_SOURCE PASSAGE_
--*--

But last week was kind of a perfect storm of a golf course being just tough enough to get ‑‑ keep everybody together, because you could still manage up‑and‑downs around the greens and they were just soft enough to get up‑and‑down around.  So that's kind of what I think about that.

Q.  Five tournaments into the year, and the winner with the worst ranking was Bill Haas.  Does that surprise you?
JIMMY WALKER:  What was his ranking?

Q.  41.  Everyone else is, well it's been top players every week.  It almost seems like that feeds into the idea that harder than ever out here.  Just look at the leaderboards.  Matsuyama has been there twice.
JIMMY WALKER:  You could look at it that way that it is getting harder.  I think it's hard to win out here because like I was saying I think guys are ready to go and everybody's ready to go.  It seems like Jason Day, he always seems like he's always right up there at the top.  He was always right there.  Martin played good and he played good the week before, you just see it kind of everybody starting to play pretty good.
As far as top guys winning, more top guys winning, I think the game has kind of been pushed to a level where everybody's really elevating all their stuff, I think.
I just think that's kind of the way it is.  So it is tough to win, it's just try to get your self into position more and more and more and to have that chance.
I was bummed I didn't play a little better last week on the weekend, but or I mean on Sunday, but like I said, it was a tough golf course that day.  There were some guys that were going to play good.  It's an interesting stat.

--*--

_DATA SUPPLIED_
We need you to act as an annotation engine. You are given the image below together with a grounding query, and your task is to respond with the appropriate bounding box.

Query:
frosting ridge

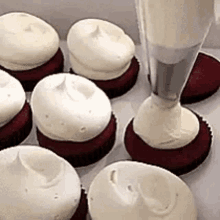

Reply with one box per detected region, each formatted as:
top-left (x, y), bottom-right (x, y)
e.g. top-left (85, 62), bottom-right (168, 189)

top-left (0, 12), bottom-right (59, 70)
top-left (67, 19), bottom-right (135, 80)
top-left (133, 94), bottom-right (200, 149)
top-left (31, 73), bottom-right (112, 142)
top-left (0, 146), bottom-right (81, 220)
top-left (0, 70), bottom-right (26, 127)
top-left (88, 161), bottom-right (197, 220)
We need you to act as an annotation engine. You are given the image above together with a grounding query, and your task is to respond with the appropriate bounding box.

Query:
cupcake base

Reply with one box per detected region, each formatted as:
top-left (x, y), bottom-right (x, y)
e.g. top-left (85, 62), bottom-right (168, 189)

top-left (37, 114), bottom-right (117, 167)
top-left (124, 111), bottom-right (212, 175)
top-left (0, 48), bottom-right (64, 91)
top-left (148, 53), bottom-right (220, 104)
top-left (0, 102), bottom-right (32, 150)
top-left (70, 57), bottom-right (140, 98)
top-left (70, 189), bottom-right (88, 220)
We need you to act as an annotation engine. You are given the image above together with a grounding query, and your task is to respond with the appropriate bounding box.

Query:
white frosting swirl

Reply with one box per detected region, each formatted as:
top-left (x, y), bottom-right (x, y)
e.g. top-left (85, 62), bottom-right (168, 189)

top-left (0, 70), bottom-right (26, 127)
top-left (0, 146), bottom-right (81, 220)
top-left (0, 12), bottom-right (59, 70)
top-left (67, 19), bottom-right (135, 80)
top-left (133, 95), bottom-right (200, 149)
top-left (31, 73), bottom-right (111, 142)
top-left (88, 161), bottom-right (197, 220)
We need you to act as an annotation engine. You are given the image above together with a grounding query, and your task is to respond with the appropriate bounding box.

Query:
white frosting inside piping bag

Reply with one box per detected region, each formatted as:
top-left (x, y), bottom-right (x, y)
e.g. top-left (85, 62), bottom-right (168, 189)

top-left (133, 95), bottom-right (200, 149)
top-left (88, 161), bottom-right (197, 220)
top-left (0, 146), bottom-right (81, 220)
top-left (31, 73), bottom-right (112, 142)
top-left (67, 19), bottom-right (135, 80)
top-left (143, 0), bottom-right (214, 48)
top-left (0, 12), bottom-right (59, 70)
top-left (0, 70), bottom-right (26, 127)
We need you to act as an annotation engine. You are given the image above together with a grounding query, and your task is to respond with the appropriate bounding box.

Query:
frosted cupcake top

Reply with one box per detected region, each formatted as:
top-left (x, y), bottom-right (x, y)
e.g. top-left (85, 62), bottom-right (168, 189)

top-left (31, 73), bottom-right (112, 142)
top-left (0, 70), bottom-right (26, 127)
top-left (67, 19), bottom-right (135, 80)
top-left (133, 94), bottom-right (200, 149)
top-left (0, 146), bottom-right (81, 220)
top-left (0, 12), bottom-right (59, 70)
top-left (88, 161), bottom-right (197, 220)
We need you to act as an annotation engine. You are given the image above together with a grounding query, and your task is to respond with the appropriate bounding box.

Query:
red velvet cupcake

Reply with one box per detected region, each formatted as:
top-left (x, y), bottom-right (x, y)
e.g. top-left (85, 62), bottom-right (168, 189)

top-left (148, 52), bottom-right (220, 104)
top-left (0, 145), bottom-right (88, 220)
top-left (124, 96), bottom-right (212, 175)
top-left (31, 73), bottom-right (117, 167)
top-left (67, 19), bottom-right (139, 98)
top-left (0, 12), bottom-right (64, 91)
top-left (0, 70), bottom-right (32, 149)
top-left (181, 53), bottom-right (220, 104)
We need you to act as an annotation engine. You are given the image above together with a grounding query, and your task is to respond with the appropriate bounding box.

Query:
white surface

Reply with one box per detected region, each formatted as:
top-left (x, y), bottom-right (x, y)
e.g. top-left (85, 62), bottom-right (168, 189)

top-left (0, 0), bottom-right (220, 48)
top-left (22, 41), bottom-right (220, 220)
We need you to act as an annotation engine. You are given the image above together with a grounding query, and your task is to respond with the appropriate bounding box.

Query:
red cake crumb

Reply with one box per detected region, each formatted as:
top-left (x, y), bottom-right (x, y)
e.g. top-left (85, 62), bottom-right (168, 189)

top-left (124, 111), bottom-right (212, 175)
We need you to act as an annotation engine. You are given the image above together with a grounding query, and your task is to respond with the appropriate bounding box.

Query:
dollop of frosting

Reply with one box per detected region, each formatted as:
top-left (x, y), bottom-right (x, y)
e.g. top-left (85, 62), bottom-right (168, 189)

top-left (31, 73), bottom-right (112, 142)
top-left (0, 145), bottom-right (81, 220)
top-left (88, 161), bottom-right (197, 220)
top-left (0, 70), bottom-right (26, 127)
top-left (67, 19), bottom-right (135, 80)
top-left (0, 12), bottom-right (59, 70)
top-left (133, 95), bottom-right (200, 149)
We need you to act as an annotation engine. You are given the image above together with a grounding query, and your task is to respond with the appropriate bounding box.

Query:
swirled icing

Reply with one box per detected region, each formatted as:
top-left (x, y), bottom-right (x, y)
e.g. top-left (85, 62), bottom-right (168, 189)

top-left (31, 73), bottom-right (111, 142)
top-left (0, 70), bottom-right (26, 127)
top-left (0, 145), bottom-right (81, 220)
top-left (0, 12), bottom-right (59, 70)
top-left (67, 19), bottom-right (135, 80)
top-left (88, 161), bottom-right (197, 220)
top-left (133, 95), bottom-right (200, 149)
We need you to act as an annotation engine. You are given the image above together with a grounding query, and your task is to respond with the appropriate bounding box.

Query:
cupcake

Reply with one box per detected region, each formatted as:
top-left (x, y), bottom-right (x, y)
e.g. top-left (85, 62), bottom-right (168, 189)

top-left (0, 70), bottom-right (32, 149)
top-left (0, 145), bottom-right (87, 220)
top-left (124, 94), bottom-right (212, 175)
top-left (148, 52), bottom-right (220, 104)
top-left (31, 73), bottom-right (116, 167)
top-left (88, 161), bottom-right (197, 220)
top-left (0, 12), bottom-right (64, 91)
top-left (67, 19), bottom-right (139, 98)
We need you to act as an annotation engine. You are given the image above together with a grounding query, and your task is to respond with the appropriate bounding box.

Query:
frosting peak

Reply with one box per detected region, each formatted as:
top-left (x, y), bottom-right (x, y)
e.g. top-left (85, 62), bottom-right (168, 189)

top-left (0, 70), bottom-right (26, 127)
top-left (133, 94), bottom-right (199, 149)
top-left (88, 161), bottom-right (197, 220)
top-left (31, 73), bottom-right (111, 142)
top-left (0, 12), bottom-right (59, 70)
top-left (67, 19), bottom-right (135, 80)
top-left (0, 146), bottom-right (81, 220)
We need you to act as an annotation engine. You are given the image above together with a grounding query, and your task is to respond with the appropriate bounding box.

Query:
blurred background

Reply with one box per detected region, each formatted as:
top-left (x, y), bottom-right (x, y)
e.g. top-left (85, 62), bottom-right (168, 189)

top-left (0, 0), bottom-right (220, 48)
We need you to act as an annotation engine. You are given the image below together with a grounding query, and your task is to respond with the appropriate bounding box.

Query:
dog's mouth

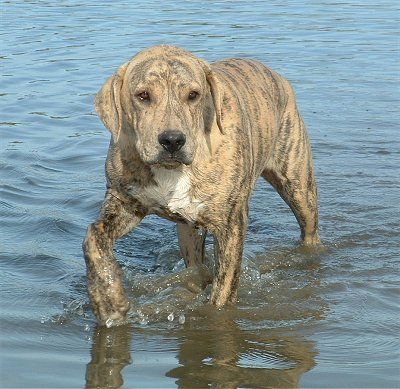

--*--

_GIVEN INSTRUCTION A_
Answer these from the golf interview:
(i) What ranking did Bill Haas have?
(ii) Which player does Walker say always seems to be right up at the top?
(iii) On which day was Walker bummed that he didn't play better?
_GIVEN INSTRUCTION B_
Repeat the golf interview between "I just think" and "an interesting stat.", inclusive.

_TASK RESULT A_
(i) 41
(ii) Jason Day
(iii) Sunday

_TASK RESULT B_
I just think that's kind of the way it is.  So it is tough to win, it's just try to get your self into position more and more and more and to have that chance.
I was bummed I didn't play a little better last week on the weekend, but or I mean on Sunday, but like I said, it was a tough golf course that day.  There were some guys that were going to play good.  It's an interesting stat.